Gib die folgenden Zeilen unverändert wieder. Fang bei der Zeile an, die „of the dark“ enthält, und hör nach der Zeile auf, die „pixel 313 174“ enthält.

══════════

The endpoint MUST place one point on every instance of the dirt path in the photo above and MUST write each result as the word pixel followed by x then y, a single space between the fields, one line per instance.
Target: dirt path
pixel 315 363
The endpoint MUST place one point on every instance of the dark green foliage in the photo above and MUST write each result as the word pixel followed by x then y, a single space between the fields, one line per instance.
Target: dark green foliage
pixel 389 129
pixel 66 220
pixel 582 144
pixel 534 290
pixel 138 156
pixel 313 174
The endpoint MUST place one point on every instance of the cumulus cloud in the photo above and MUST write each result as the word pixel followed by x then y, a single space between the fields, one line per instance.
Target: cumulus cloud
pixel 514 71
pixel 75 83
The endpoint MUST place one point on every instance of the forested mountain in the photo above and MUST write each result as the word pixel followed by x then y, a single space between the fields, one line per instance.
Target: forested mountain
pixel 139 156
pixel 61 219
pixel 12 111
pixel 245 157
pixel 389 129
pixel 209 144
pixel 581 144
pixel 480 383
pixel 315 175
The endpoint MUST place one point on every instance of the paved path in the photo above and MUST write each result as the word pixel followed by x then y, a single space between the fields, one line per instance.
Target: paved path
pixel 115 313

══════════

| Deine Antwort |
The endpoint MUST place one point on every instance of the dark green foliage in the photo above and MUST write each result as the word pixel followed by x then y, a single space between the fields, one line per instance.
Target: dark green foliage
pixel 389 129
pixel 66 220
pixel 582 144
pixel 534 290
pixel 138 156
pixel 313 174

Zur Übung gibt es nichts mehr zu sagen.